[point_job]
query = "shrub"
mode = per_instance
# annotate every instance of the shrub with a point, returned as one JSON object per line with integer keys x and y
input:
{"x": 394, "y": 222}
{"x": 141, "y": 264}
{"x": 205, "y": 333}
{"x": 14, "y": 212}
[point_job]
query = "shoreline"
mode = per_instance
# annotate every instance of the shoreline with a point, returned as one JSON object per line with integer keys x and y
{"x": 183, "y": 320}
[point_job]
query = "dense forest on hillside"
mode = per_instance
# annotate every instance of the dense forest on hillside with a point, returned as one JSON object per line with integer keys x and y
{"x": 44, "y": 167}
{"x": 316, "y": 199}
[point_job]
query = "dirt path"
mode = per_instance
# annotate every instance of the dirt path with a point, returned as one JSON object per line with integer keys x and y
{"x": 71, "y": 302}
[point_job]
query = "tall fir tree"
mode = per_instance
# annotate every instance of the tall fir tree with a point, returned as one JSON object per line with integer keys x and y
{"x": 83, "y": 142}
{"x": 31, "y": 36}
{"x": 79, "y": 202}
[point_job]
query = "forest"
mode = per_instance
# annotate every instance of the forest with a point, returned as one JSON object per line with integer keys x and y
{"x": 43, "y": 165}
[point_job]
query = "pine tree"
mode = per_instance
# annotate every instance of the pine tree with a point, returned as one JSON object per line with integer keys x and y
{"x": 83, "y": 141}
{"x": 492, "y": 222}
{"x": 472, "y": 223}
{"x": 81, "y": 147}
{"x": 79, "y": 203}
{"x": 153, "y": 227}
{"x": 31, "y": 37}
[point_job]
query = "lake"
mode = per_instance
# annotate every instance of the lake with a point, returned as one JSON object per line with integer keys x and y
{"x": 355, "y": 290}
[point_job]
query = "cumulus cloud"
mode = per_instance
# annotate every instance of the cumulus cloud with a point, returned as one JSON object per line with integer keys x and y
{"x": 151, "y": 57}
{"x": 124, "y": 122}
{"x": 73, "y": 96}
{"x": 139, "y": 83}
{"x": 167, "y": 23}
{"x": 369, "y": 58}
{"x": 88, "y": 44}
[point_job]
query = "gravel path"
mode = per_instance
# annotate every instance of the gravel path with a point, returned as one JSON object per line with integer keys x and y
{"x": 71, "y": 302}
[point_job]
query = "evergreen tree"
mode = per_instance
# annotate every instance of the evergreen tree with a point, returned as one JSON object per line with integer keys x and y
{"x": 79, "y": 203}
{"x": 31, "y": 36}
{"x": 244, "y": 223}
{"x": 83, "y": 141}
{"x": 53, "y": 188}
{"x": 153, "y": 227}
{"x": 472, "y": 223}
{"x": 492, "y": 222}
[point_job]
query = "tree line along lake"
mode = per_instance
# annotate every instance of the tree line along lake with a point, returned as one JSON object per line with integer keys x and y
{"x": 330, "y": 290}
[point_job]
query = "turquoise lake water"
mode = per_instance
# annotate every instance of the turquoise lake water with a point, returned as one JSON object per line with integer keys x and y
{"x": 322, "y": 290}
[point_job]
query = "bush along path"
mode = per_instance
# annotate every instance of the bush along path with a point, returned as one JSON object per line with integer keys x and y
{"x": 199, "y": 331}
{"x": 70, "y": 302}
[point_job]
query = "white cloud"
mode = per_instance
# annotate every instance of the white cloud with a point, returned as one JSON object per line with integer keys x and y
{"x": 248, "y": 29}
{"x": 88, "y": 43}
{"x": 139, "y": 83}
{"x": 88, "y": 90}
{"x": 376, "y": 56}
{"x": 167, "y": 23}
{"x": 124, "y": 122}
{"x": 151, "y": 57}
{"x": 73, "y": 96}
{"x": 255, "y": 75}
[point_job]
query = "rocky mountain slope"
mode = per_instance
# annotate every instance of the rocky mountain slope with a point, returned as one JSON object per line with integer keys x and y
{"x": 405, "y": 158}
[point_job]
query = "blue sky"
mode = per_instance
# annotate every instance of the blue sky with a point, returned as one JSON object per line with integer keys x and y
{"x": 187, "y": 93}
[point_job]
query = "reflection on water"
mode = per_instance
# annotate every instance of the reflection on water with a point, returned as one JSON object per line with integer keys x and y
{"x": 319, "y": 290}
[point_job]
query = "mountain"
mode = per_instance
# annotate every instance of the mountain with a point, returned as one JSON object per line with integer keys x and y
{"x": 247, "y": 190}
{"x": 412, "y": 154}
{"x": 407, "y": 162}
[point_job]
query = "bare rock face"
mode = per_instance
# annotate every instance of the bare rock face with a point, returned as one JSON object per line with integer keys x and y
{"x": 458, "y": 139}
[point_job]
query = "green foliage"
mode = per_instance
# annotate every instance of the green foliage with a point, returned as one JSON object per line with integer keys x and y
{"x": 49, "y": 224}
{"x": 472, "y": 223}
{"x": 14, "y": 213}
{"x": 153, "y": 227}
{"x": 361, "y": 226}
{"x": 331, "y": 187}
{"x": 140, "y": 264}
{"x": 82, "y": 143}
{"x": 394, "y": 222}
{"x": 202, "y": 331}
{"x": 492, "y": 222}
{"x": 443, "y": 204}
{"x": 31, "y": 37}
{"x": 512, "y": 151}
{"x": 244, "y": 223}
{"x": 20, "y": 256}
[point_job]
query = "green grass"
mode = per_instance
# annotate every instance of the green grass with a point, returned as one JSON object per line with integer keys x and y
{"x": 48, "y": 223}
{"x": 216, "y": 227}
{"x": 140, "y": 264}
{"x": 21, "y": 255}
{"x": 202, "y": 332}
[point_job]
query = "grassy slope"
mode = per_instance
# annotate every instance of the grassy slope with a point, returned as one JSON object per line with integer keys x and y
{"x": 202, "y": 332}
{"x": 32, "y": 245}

**What is needed:**
From the records above, extract every entry verbatim.

**Correct answer:**
[point_job]
query = "shrub"
mode = per_instance
# annotate every instance of the shrub with a point, returned as one JSON object per line with integer keys x and y
input:
{"x": 394, "y": 222}
{"x": 141, "y": 264}
{"x": 205, "y": 333}
{"x": 14, "y": 212}
[point_job]
query = "shoreline"
mode = per_instance
# annotate every instance of the shoreline with a point, returned as one JSON object per line with integer keys x and y
{"x": 183, "y": 320}
[point_job]
query = "dense forest on hillside"
mode = per_instance
# annotate every instance of the dense forest on hillside with a point, returned as one JSON object per line with integer keys x and y
{"x": 44, "y": 167}
{"x": 316, "y": 199}
[point_job]
query = "dirt path"
mode = per_instance
# annotate every instance of the dirt path with a point, returned as one JSON object per line with integer keys x and y
{"x": 71, "y": 302}
[point_job]
query = "tall fir tree"
mode = per_instance
# annotate every instance of the tall fir tree with a point, returned as one JSON object per line with integer keys x and y
{"x": 83, "y": 142}
{"x": 31, "y": 36}
{"x": 79, "y": 202}
[point_job]
query = "forest"
mode = per_instance
# annotate every instance of the forest with a point, returned as one JSON object per line with integer keys x and y
{"x": 43, "y": 165}
[point_job]
query = "pine tree"
mode = per_instance
# annotate every instance of the pine tree with a point, returned as one JSON object per line with integer keys x and y
{"x": 83, "y": 141}
{"x": 492, "y": 222}
{"x": 472, "y": 223}
{"x": 81, "y": 147}
{"x": 79, "y": 203}
{"x": 153, "y": 227}
{"x": 31, "y": 37}
[point_job]
query = "lake"
mode = per_instance
# annotate every instance of the lake with a point, returned as one JSON object per line with integer keys x and y
{"x": 355, "y": 290}
[point_job]
query = "cumulus cloud"
mode = per_instance
# annotate every instance of the cumulus cloud with a point, returned as one JSON object per line with integer keys x and y
{"x": 151, "y": 57}
{"x": 124, "y": 122}
{"x": 73, "y": 96}
{"x": 139, "y": 83}
{"x": 167, "y": 23}
{"x": 369, "y": 58}
{"x": 88, "y": 44}
[point_job]
query = "gravel path"
mode = per_instance
# annotate every instance of the gravel path with a point, returned as one JSON object per line with integer keys x and y
{"x": 71, "y": 302}
[point_job]
query = "evergreen tree"
mode = per_instance
# annotate every instance of the evergreen tree with a point, returned as one JSON object per line with integer keys x and y
{"x": 79, "y": 203}
{"x": 31, "y": 36}
{"x": 244, "y": 223}
{"x": 83, "y": 141}
{"x": 53, "y": 188}
{"x": 153, "y": 227}
{"x": 472, "y": 223}
{"x": 492, "y": 222}
[point_job]
query = "tree line along lake"
mode = per_instance
# annotate every instance of the tree line along lake with a point, returned as one JSON object per line with integer keys x and y
{"x": 330, "y": 290}
[point_job]
query = "turquoise lake water"
mode = per_instance
# annotate every instance of the turquoise lake water with a point, returned as one JSON object per line with integer keys x and y
{"x": 322, "y": 290}
[point_job]
query = "bush along path"
mode = per_instance
# annotate every instance of the bush along path with a point, returned as one JSON object per line with integer keys x and y
{"x": 199, "y": 331}
{"x": 70, "y": 302}
[point_job]
query = "white cloud"
mode = per_instance
# annotate every instance of the white cloud with a point, returned as one JSON object per line with integer keys x and y
{"x": 248, "y": 29}
{"x": 88, "y": 43}
{"x": 139, "y": 83}
{"x": 88, "y": 90}
{"x": 376, "y": 56}
{"x": 167, "y": 23}
{"x": 124, "y": 122}
{"x": 151, "y": 57}
{"x": 73, "y": 96}
{"x": 255, "y": 75}
[point_job]
query = "rocky mountain slope"
mode = per_instance
# annotate every instance of the rocky mountain slope with a point, returned as one JSON object per line with integer keys x and y
{"x": 405, "y": 158}
[point_job]
query = "blue sky"
mode = per_instance
# annotate every instance of the blue sky with a point, returned as one JSON object per line with integer keys x and y
{"x": 187, "y": 93}
[point_job]
query = "reflection on water"
mode = per_instance
# annotate every instance of the reflection on water with a point, returned as one JSON object per line with integer keys x and y
{"x": 319, "y": 290}
[point_job]
query = "mountain"
mode = per_instance
# annotate every instance of the mountain with a point, returned as one JSON object per line with integer keys x and y
{"x": 247, "y": 190}
{"x": 412, "y": 154}
{"x": 407, "y": 162}
[point_job]
query = "bare rock face"
mode = per_instance
# annotate every instance of the bare rock face with a point, returned as one JSON object per line with integer keys x and y
{"x": 458, "y": 139}
[point_job]
query = "green foliage"
mode = per_instance
# annotate every instance of the green foliage with a point, returned as one JSON object per line with integer keys x and y
{"x": 49, "y": 224}
{"x": 472, "y": 223}
{"x": 14, "y": 213}
{"x": 153, "y": 227}
{"x": 361, "y": 226}
{"x": 331, "y": 187}
{"x": 140, "y": 264}
{"x": 82, "y": 143}
{"x": 394, "y": 222}
{"x": 202, "y": 331}
{"x": 492, "y": 222}
{"x": 443, "y": 204}
{"x": 31, "y": 37}
{"x": 512, "y": 151}
{"x": 244, "y": 223}
{"x": 20, "y": 256}
[point_job]
query = "green grass"
mode = per_instance
# annotate every instance of the green grass with a point, returned as one JSON object per line with integer keys x and y
{"x": 48, "y": 223}
{"x": 216, "y": 227}
{"x": 140, "y": 264}
{"x": 21, "y": 255}
{"x": 202, "y": 332}
[point_job]
query = "grassy slope"
mode = per_instance
# annotate every instance of the grassy slope with a point, returned as one JSON object per line with integer keys x and y
{"x": 202, "y": 332}
{"x": 32, "y": 245}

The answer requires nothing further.